─── Source text ───

Library and Information Science Books: Essential LIS Reading List
Prepare for the Library and Information Science Books: certification. Practice questions with answer explanations covering all exam domains.
Building a strong personal library of professional texts is one of the most valuable investments an LIS student or working librarian can make. Library and information science draws on a rich body of published scholarship covering everything from foundational information theory to practical library management, cataloging standards, digital preservation, and community outreach. Knowing which books are worth owning — versus which are better accessed through your institution's library — saves both time and money while building the theoretical foundation that separates excellent librarians from adequate ones.
The LIS canon has evolved significantly over the past two decades as digital information environments, digital preservation, and data management have become central to the profession. Books published before 2010 that address print-era cataloging or analog reference services still have value for understanding the intellectual history of the field, but practitioners entering the profession today need resources that address the realities of hybrid physical-digital collections, cloud-based library management systems, and information literacy in social media environments.
This guide is organized by core subject area: foundational LIS theory, cataloging and metadata, library management and administration, reference services, digital libraries and technology, and youth services. For each area, we identify the most frequently assigned texts in ALA-accredited MLIS programs, supplemented by titles recommended by working professionals. Where multiple editions exist, the most recent edition is always preferred — cataloging standards and library management practices change frequently enough that older editions can convey outdated information. For a complete overview of the degree programs where these texts are taught, see the mls, mlis programs guide.

Foundational Library and Information Science Books
Every MLIS student encounters a core set of foundational texts that establish the theoretical and historical context of the profession. These books appear on course syllabi across ALA-accredited programs because they provide the conceptual vocabulary and historical perspective that all subsequent LIS study builds upon.

───

#### [What you should do]
Continue the guide to library and information science books from the point where it stops.

─── Extracted entries ───

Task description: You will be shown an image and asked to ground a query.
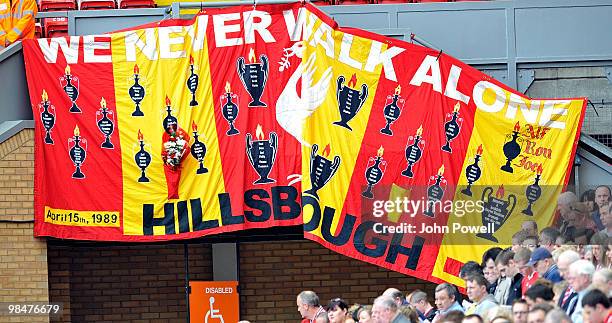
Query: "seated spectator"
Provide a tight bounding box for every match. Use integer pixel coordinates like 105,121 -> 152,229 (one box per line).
514,247 -> 538,296
582,289 -> 612,323
512,230 -> 528,252
592,268 -> 612,297
557,250 -> 580,315
567,259 -> 595,323
512,299 -> 529,323
357,305 -> 374,323
327,298 -> 349,323
410,291 -> 436,322
431,283 -> 463,323
527,303 -> 553,323
459,260 -> 484,280
527,247 -> 563,283
544,308 -> 572,323
493,249 -> 523,305
525,282 -> 555,307
464,275 -> 497,320
540,227 -> 561,253
372,295 -> 414,323
522,235 -> 539,252
440,311 -> 465,323
461,314 -> 483,323
480,247 -> 502,294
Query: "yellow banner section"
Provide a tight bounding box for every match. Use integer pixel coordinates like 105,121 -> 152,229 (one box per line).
45,206 -> 121,228
112,19 -> 225,235
302,13 -> 386,236
433,82 -> 584,286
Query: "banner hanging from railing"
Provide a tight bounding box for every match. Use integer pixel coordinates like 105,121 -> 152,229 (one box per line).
24,4 -> 586,283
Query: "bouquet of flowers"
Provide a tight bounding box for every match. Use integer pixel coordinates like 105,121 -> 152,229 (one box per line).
162,126 -> 189,170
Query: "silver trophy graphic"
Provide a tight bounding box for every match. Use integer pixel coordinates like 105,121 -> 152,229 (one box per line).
476,184 -> 516,242
236,48 -> 269,108
334,74 -> 368,131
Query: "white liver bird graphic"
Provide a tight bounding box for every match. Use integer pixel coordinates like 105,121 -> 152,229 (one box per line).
276,42 -> 332,146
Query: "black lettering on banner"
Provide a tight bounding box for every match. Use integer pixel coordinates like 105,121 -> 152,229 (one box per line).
302,195 -> 321,232
353,221 -> 387,258
321,206 -> 356,246
189,199 -> 219,231
272,186 -> 302,220
385,233 -> 425,270
244,188 -> 272,222
219,193 -> 244,226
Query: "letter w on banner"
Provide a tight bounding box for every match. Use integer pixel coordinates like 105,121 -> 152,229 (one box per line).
24,4 -> 586,285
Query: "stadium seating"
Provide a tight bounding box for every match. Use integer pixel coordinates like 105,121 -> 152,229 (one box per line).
78,0 -> 117,10
43,17 -> 68,37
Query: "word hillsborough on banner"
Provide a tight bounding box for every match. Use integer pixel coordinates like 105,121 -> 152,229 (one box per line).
24,3 -> 586,284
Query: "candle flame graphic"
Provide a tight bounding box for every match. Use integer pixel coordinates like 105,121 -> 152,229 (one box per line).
495,184 -> 505,199
255,124 -> 264,140
348,73 -> 357,87
249,48 -> 257,63
321,144 -> 331,157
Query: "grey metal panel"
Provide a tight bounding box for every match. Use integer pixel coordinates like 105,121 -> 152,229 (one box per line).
515,3 -> 612,61
398,9 -> 508,60
68,8 -> 166,36
0,42 -> 32,123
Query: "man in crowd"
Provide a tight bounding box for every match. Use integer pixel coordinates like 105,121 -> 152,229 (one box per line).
557,250 -> 580,315
372,295 -> 411,323
540,227 -> 561,253
494,249 -> 523,305
514,247 -> 538,296
383,287 -> 405,308
512,298 -> 529,323
527,247 -> 563,283
465,275 -> 497,316
582,289 -> 612,323
432,283 -> 464,323
527,303 -> 553,323
593,185 -> 611,230
410,290 -> 436,322
567,259 -> 595,323
296,290 -> 325,323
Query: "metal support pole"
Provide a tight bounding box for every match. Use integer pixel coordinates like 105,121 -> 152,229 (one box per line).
166,0 -> 308,17
183,243 -> 190,323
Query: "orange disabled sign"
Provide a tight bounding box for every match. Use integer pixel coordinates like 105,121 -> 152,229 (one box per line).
189,281 -> 239,323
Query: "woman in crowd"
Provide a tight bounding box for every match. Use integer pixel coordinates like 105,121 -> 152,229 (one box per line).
327,298 -> 352,323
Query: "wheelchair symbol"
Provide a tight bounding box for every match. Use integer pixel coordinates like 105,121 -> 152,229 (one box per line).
204,296 -> 225,323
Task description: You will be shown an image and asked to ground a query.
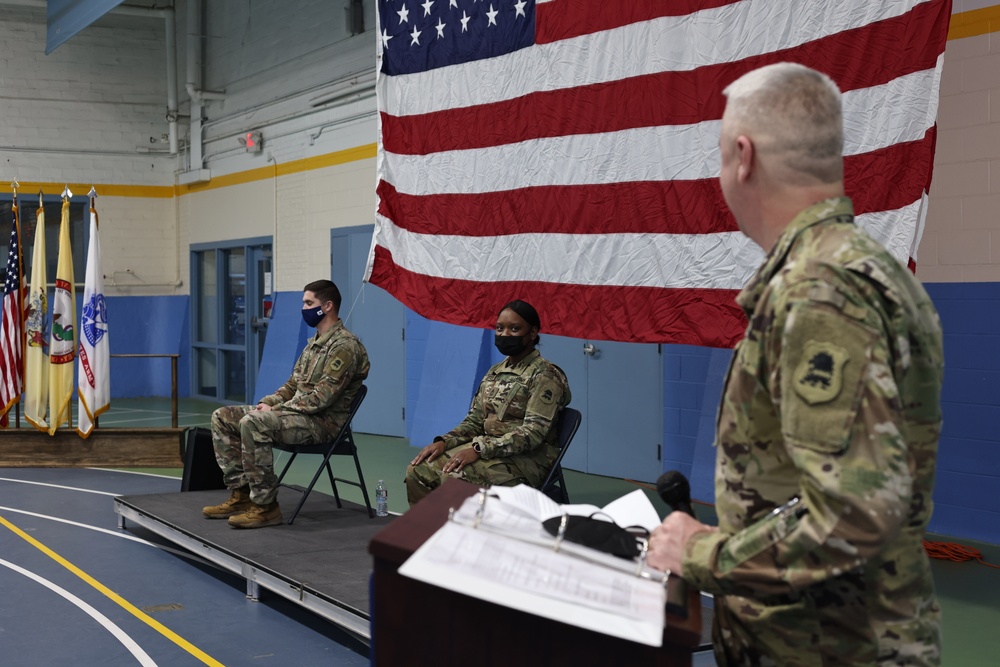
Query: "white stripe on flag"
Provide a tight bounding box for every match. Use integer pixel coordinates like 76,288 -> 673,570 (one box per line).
375,201 -> 921,290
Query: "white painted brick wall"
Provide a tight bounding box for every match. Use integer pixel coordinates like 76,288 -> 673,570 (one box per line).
917,30 -> 1000,282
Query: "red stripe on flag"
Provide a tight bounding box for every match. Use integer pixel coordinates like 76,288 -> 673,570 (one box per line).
378,178 -> 737,236
378,130 -> 934,236
381,2 -> 947,155
371,246 -> 746,347
535,0 -> 740,44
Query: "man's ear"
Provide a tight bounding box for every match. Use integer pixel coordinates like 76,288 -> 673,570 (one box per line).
736,134 -> 755,183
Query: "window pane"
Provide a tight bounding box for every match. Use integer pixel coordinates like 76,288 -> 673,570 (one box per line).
195,350 -> 219,396
222,350 -> 247,402
224,248 -> 247,345
196,250 -> 219,343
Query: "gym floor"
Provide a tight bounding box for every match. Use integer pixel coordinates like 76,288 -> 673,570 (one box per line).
0,399 -> 1000,667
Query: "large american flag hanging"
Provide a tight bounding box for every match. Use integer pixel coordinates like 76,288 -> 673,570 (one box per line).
367,0 -> 951,347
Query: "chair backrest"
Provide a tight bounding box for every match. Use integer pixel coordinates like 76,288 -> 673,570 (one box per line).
334,385 -> 368,453
553,408 -> 583,456
541,408 -> 583,503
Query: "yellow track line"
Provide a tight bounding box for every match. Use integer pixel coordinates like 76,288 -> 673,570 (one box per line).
0,516 -> 224,667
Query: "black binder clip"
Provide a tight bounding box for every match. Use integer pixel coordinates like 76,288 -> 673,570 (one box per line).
552,512 -> 569,552
472,489 -> 486,528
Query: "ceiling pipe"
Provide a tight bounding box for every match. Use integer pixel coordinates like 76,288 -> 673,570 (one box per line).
163,7 -> 178,155
179,0 -> 225,183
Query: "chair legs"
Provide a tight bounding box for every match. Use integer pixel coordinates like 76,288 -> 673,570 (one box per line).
278,431 -> 375,525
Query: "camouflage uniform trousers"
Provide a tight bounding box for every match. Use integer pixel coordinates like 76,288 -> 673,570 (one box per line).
212,405 -> 335,505
405,442 -> 545,506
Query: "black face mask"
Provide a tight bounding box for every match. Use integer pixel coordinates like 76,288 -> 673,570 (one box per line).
494,335 -> 527,357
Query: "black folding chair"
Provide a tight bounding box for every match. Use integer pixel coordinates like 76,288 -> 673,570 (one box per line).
541,408 -> 583,505
273,385 -> 375,525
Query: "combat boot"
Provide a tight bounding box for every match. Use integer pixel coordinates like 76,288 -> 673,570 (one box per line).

───

#### [Exercise response]
Foundations of Library and Information Science by Richard Rubin is the most widely assigned introductory LIS text in American graduate programs. The book provides a comprehensive overview of the history of libraries, the nature of information, library ethics, intellectual freedom, diversity, and the future of the profession. It is accessible enough for beginning students while substantive enough to serve as a reference throughout a librarian's career. The latest edition addresses current digital and social challenges that have reshaped library service delivery in the 21st century.
Introduction to Information Science by David Bawden and Lyn Robinson takes a broader interdisciplinary approach, situating library science within the larger academic field of information science. The book covers information theory, knowledge organization, information seeking behavior, and the philosophical underpinnings of how information is created, stored, and retrieved. Students who want a deeper theoretical grounding beyond the applied library focus will find this text essential.
The Library: A World History by James Campbell provides an architectural and historical survey of libraries from ancient Mesopotamia to the present. While not a management or technical text, this book is valuable for understanding the cultural and social role that libraries have played across civilizations and for building the case for libraries that every professional must be able to make when advocating for institutional support and public funding. Understanding where libraries have been helps practitioners articulate where they are going.
Cataloging and Metadata Books
Cataloging remains the technical backbone of library services, and despite the profession's shift toward digital environments, the intellectual work of describing and organizing information resources has become more complex rather than simpler. The move from MARC-based cataloging to linked data and the adoption of RDA (Resource Description and Access) as the cataloging standard replacing AACR2 means that contemporary cataloging texts are significantly different from those used even a decade ago.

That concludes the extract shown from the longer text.